Photo object pointing records:
========
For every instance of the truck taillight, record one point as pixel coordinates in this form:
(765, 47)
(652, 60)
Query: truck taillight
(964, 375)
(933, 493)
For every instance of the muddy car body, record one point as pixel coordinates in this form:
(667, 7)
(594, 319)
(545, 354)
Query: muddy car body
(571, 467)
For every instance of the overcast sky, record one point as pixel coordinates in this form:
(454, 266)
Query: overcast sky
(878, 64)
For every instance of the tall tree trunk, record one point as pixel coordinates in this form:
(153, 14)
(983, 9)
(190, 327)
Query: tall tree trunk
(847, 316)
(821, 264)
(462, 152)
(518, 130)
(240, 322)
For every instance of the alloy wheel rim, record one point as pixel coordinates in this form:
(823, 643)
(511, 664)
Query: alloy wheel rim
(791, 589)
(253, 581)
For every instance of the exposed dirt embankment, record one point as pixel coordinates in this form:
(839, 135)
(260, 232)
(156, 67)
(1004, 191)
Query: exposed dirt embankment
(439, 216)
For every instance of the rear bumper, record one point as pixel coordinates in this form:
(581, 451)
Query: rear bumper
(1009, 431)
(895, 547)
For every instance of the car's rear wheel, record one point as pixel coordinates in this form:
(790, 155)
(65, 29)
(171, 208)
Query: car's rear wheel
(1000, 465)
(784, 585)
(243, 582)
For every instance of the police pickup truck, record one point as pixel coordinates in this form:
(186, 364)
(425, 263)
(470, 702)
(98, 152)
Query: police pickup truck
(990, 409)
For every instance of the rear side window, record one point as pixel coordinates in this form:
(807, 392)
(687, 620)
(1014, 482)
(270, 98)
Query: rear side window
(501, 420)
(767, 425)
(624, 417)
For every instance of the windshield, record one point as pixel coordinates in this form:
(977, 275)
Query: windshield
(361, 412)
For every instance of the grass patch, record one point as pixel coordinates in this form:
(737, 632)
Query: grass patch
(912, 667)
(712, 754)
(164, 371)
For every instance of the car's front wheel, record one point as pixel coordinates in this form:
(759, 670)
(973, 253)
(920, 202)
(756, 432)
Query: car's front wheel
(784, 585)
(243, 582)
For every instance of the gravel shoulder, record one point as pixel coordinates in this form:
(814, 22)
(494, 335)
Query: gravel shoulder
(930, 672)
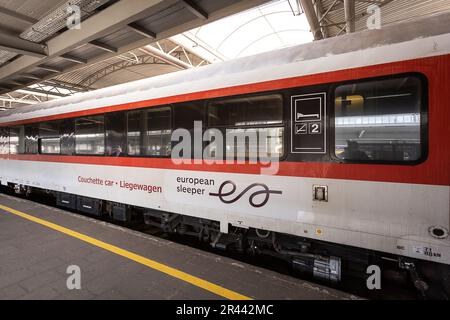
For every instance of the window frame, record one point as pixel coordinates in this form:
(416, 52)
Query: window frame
(424, 129)
(59, 138)
(283, 124)
(141, 138)
(75, 153)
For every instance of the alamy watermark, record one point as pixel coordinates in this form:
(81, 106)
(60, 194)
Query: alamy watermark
(231, 146)
(74, 19)
(373, 281)
(73, 282)
(374, 19)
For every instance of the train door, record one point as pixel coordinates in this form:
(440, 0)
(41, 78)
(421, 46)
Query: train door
(308, 124)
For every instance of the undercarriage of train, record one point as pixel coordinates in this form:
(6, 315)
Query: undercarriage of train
(324, 261)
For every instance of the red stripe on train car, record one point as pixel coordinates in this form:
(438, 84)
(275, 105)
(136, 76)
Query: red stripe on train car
(434, 171)
(365, 172)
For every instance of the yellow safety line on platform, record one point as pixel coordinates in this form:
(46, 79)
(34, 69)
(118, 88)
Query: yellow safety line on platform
(208, 286)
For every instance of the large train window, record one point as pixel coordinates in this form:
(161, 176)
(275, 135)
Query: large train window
(4, 140)
(115, 134)
(157, 132)
(67, 137)
(50, 137)
(31, 139)
(149, 132)
(257, 121)
(17, 140)
(379, 120)
(90, 135)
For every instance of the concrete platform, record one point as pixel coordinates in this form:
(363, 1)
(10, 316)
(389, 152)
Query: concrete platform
(38, 243)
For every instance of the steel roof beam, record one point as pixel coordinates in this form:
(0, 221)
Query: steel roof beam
(196, 9)
(48, 68)
(14, 44)
(74, 59)
(112, 52)
(143, 32)
(17, 15)
(99, 25)
(104, 46)
(349, 8)
(311, 16)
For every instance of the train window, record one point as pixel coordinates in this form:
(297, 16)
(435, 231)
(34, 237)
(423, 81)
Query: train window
(49, 137)
(379, 120)
(134, 133)
(90, 135)
(67, 130)
(257, 110)
(17, 140)
(256, 122)
(157, 132)
(115, 134)
(149, 132)
(186, 114)
(4, 140)
(31, 139)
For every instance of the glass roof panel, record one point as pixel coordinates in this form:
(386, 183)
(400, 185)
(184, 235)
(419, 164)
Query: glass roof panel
(275, 25)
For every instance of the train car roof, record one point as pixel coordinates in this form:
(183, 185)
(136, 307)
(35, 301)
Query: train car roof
(425, 37)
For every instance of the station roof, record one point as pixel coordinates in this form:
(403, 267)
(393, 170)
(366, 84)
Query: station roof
(37, 46)
(121, 40)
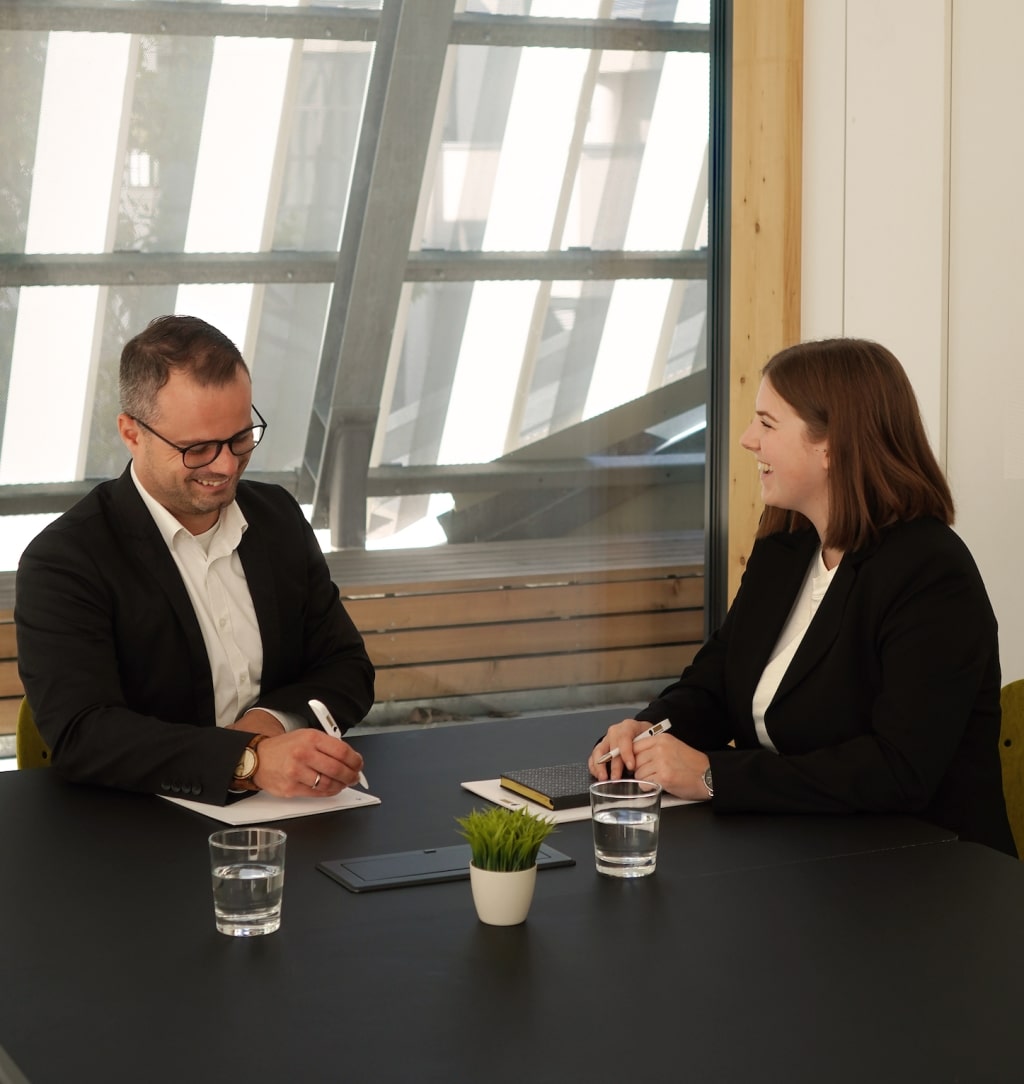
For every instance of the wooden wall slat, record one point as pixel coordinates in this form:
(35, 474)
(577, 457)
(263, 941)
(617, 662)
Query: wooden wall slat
(9, 711)
(557, 637)
(523, 604)
(658, 665)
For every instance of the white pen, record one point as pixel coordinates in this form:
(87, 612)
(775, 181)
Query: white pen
(649, 733)
(326, 720)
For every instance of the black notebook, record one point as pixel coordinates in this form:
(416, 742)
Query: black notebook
(555, 787)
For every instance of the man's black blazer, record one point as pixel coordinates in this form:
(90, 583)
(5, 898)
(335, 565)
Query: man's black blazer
(111, 652)
(891, 702)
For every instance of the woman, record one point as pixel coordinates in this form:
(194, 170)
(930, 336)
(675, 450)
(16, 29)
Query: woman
(858, 666)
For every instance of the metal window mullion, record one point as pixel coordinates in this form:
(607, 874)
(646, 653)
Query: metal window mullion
(401, 104)
(542, 301)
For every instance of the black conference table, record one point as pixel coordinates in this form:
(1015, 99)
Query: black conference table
(764, 949)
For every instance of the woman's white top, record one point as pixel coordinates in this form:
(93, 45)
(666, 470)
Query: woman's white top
(816, 582)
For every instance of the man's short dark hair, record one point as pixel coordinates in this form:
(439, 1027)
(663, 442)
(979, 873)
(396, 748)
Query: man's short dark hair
(175, 344)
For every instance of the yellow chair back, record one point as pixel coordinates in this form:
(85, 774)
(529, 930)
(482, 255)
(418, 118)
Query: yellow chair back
(29, 747)
(1011, 755)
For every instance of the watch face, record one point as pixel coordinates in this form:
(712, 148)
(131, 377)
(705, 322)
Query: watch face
(246, 765)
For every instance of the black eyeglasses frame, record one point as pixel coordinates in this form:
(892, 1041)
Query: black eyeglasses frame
(256, 430)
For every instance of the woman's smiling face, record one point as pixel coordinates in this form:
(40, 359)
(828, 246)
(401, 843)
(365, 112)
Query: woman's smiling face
(793, 468)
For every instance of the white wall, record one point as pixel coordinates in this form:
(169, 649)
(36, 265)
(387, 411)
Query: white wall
(912, 236)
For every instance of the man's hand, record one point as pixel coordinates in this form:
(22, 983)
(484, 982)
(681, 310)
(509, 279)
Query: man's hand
(306, 763)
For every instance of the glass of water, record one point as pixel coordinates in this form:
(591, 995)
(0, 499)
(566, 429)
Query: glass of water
(626, 814)
(247, 868)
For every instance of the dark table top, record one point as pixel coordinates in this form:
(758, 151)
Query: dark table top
(765, 947)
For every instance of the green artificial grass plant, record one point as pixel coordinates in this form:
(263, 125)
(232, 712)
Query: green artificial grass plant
(504, 840)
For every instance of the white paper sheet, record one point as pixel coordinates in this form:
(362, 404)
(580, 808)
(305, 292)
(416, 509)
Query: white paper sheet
(493, 791)
(262, 807)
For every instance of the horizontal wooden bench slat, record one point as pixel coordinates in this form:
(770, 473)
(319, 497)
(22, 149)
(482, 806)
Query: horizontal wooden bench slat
(501, 604)
(509, 675)
(558, 637)
(9, 711)
(560, 614)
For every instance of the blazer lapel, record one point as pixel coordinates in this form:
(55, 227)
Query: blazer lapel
(826, 623)
(135, 523)
(258, 564)
(786, 558)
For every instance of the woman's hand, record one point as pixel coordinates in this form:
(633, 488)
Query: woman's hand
(677, 766)
(620, 736)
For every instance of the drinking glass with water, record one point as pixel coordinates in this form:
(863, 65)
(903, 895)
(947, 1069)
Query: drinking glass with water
(247, 870)
(626, 815)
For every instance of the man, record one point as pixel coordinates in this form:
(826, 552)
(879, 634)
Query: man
(175, 623)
========
Can you pull out the lines of the records above, starting with the line that contains "For every instance of the blazer" and going on through the end of the records, repeating each line unchanged?

■ The response:
For every instance of the blazer lapel, record one point as pixel coordinates in this form:
(55, 227)
Query: blazer lapel
(826, 623)
(135, 523)
(258, 564)
(786, 558)
For every instance of the woman's hand, record one point as pixel coordinates in this form:
(633, 488)
Query: woman's hand
(677, 766)
(620, 736)
For every instance of the drinking glass with water, record one point as pixel coordinates in this form:
(863, 65)
(903, 895)
(947, 1069)
Query: drinking glass with water
(247, 870)
(626, 815)
For every instance of the man, record one point as pixel coordinates in this form:
(826, 552)
(879, 634)
Query: man
(175, 623)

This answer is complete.